----- Data shown -----

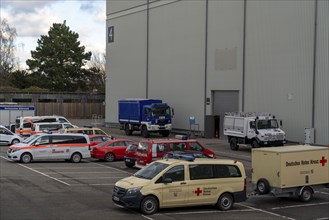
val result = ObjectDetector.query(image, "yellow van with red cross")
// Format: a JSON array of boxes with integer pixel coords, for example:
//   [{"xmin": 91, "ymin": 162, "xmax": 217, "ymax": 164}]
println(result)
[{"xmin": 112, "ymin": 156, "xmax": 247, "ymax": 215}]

-----
----- Data shown -----

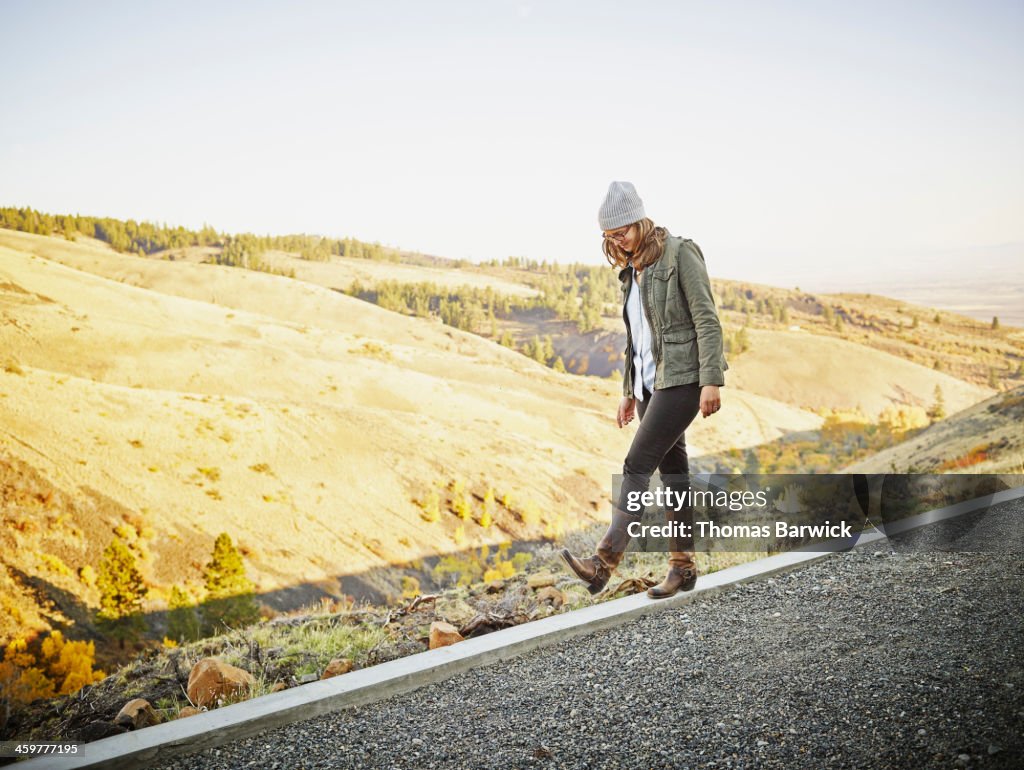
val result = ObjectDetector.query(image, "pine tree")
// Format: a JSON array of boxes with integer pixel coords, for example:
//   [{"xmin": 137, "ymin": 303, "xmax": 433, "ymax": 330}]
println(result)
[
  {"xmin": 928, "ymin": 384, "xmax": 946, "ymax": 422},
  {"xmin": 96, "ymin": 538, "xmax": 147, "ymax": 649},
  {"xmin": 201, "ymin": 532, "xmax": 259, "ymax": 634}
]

-----
----- Data shown -----

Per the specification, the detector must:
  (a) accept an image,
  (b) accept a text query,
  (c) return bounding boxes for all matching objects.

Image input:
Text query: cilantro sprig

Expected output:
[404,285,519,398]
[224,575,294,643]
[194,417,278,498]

-----

» **Task statement**:
Locate every line in the listing that contains the string "query" and copy each one out, treating case as significant.

» **Written response**:
val result = ObjectDetector.query(image, "yellow van with red cross")
val result = ObjectDetector.query(image, "pine tree")
  (b) accept a text query,
Text query: cilantro sprig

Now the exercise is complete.